**REQUIRED WORK**
Rewrite the rows below with "plant stem" changed to "flower stalk" and everything else unchanged. Leave the pictures out.

**INFORMATION GIVEN**
• • • •
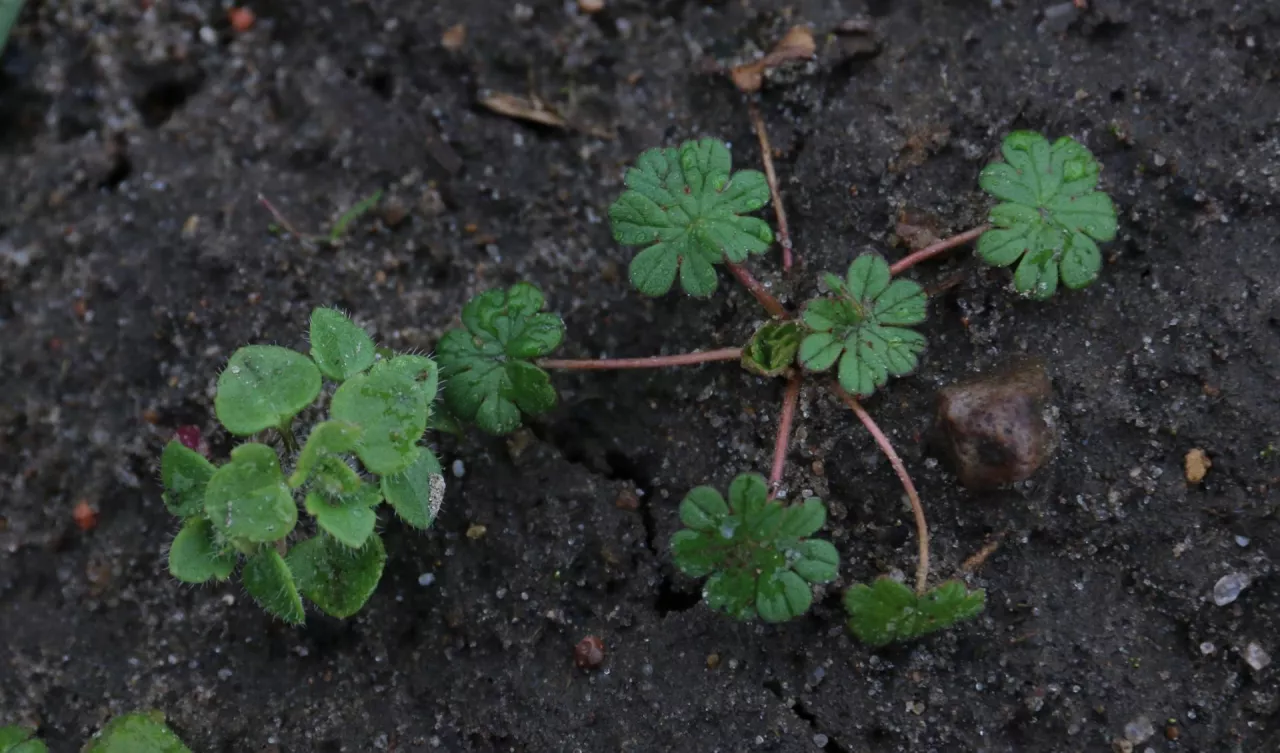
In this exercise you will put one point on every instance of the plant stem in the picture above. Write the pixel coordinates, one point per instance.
(922, 529)
(766, 299)
(286, 430)
(935, 250)
(780, 446)
(647, 363)
(772, 178)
• • • •
**TASK RESULT**
In this exercise you will put one point on every instance of the flower stalk in the picture above. Write the pixel coordinates, one point per instance.
(922, 529)
(766, 299)
(286, 430)
(935, 250)
(780, 446)
(647, 363)
(772, 178)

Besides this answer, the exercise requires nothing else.